| Document text |
——————
Train, Validation, Test Datasets

We have been provided with train and test dataset. We will split the train dataset into training and validation using 70:30 split ratio. So we have around 122329 sentences for training, 52427 for validation and 13980 for test.

Specifics for CNN, RNN

Tokenization and Vectorization: Text in the training and testing datasets was tokenized using TensorFlow Keras’ Tokenizer, limited to the 20,000 most common words. The text sequences were represented as vectors of size 300 and transformed into sequences of integers. Padding was applied to a maximum length of 300 tokens for both the training and testing data.

Label Encoding and One-Hot Encoding: Categorical labels (’negative’, ’neutral’, ’positive’) were mapped to numerical values. The numerical labels were converted into a one-hot encoded format for both training and testing data.

Specifics for transformer

Vocabulary Building and Tokenization: We tokenized reviews to construct a vocabulary based on word frequency. A vocabulary mapping words to indices is created, including special tokens like < unk> (unknown), < pad> (padding), < bos> (beginning of sentence), and < eos> (end of sentence). Reviews are converted into sequences of indices and padded to a fixed length to ensure uniformity.

Data Transformation for Model Input: The padded sequences are converted into PyTorch tensors, preparing them for model input. Train and test sequences are processed and structured into PyTorch tensors. The data is split into training, validation, and test sets, and labels are encoded into numerical values.

Data Loaders for Model Training: TensorDatasets and DataLoaders are set up for efficient batch processing during model training. The DataLoader splits the data into batches, ready for training, validation, and testing of the sentiment analysis model.

Specifics for transformer fine tuned on pre-trained models

We use the power of BERT, a state-of-the-art language model, to conduct sentiment analysis on given data. The choice of BERT stems from its advanced natural language understanding capabilities, making it an ideal candidate for this task. By employing BERT’s tokenizer and embedding capabilities, we convert text inputs into suitable numerical representations for the model.

Tokenization Analysis for Review Data: The initial steps involve analyzing the token lengths of preprocessed reviews. Leveraging BERT’s tokenizer, we encode the reviews and collect the distribution of token lengths. This analysis provides insight into the data structure and informs the subsequent preprocessing steps.

Dataset Preparation and Structure: To facilitate model training, a specialized ReviewDataset is constructed. This dataset encapsulates the reviews and their associated sentiment labels, converting text inputs into BERT-compatible numerical representations. This preparatory step ensures seamless integration with the BERT model architecture.

Train-Validation-Test Split and Class Weighting: The dataset is partitioned into distinct segments for training, validation, and testing. We opt for a 70-30 split, allocating the majority for training and a smaller portion for validation. Additionally, class weights are computed to address the imbalances within the sentiment classes, ensuring a balanced learning environment.
——————
| What you should do |
Answer these questions using the text on data preparation for sentiment analysis:
1. How many sentences are set aside for validation?
2. What is the word limit for the Keras Tokenizer used with the CNN and RNN?
3. What name is given to the dataset class built for the BERT model?

Dataset rows on where objects appear:
——————
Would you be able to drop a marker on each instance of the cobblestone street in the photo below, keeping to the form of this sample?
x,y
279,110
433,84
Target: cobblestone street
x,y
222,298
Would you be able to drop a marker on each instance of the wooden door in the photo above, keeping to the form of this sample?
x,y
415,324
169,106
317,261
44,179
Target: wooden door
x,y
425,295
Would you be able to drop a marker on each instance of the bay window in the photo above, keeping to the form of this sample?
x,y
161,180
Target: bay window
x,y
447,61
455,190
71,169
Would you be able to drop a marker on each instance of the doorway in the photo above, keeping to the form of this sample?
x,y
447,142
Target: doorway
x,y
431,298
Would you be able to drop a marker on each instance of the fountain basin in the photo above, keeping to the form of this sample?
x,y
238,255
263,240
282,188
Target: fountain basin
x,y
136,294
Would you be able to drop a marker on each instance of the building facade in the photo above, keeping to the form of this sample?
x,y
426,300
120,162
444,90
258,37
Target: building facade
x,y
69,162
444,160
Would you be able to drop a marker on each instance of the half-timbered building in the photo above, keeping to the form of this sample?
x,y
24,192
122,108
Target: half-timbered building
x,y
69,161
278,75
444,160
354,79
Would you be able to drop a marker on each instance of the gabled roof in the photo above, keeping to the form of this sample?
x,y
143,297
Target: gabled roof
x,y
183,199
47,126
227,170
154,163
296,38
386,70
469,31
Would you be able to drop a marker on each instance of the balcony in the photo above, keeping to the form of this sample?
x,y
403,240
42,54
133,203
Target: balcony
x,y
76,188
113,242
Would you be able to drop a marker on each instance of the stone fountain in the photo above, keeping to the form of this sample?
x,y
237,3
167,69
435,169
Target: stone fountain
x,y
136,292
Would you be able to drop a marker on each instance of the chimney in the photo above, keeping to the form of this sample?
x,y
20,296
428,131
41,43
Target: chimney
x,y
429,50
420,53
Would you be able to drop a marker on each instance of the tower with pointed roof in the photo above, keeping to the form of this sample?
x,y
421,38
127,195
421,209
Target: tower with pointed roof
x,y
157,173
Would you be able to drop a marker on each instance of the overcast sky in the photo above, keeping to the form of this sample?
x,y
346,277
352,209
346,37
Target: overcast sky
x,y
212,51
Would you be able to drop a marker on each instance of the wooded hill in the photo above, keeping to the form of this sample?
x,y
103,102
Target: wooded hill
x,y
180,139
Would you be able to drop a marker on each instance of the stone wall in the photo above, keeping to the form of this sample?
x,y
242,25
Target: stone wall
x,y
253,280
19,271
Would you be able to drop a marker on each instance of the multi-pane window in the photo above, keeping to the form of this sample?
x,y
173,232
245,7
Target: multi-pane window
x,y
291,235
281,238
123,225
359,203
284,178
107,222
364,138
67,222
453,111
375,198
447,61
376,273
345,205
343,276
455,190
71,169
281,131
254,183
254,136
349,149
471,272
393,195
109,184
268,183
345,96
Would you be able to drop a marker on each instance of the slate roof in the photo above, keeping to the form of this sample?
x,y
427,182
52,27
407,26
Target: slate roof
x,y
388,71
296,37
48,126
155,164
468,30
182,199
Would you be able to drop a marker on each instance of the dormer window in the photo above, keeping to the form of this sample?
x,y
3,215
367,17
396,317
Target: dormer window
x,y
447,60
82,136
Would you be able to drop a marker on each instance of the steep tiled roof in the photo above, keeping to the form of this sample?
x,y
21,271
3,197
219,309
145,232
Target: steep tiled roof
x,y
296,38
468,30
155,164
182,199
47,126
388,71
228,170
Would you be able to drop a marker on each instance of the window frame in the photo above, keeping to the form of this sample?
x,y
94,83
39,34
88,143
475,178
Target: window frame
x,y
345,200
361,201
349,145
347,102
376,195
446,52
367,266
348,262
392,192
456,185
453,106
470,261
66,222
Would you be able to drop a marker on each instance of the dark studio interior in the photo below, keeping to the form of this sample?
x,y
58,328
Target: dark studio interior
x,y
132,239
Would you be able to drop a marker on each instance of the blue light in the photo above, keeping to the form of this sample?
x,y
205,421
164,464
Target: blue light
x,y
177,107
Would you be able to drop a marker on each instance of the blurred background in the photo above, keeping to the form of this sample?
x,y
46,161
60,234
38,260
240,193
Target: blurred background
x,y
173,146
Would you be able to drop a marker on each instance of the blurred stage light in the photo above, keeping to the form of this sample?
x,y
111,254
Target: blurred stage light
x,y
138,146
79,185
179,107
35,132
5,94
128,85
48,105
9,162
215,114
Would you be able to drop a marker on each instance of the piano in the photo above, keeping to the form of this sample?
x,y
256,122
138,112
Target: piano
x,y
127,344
——————
| Result for this task |
1. 52427
2. The 20,000 most common words
3. ReviewDataset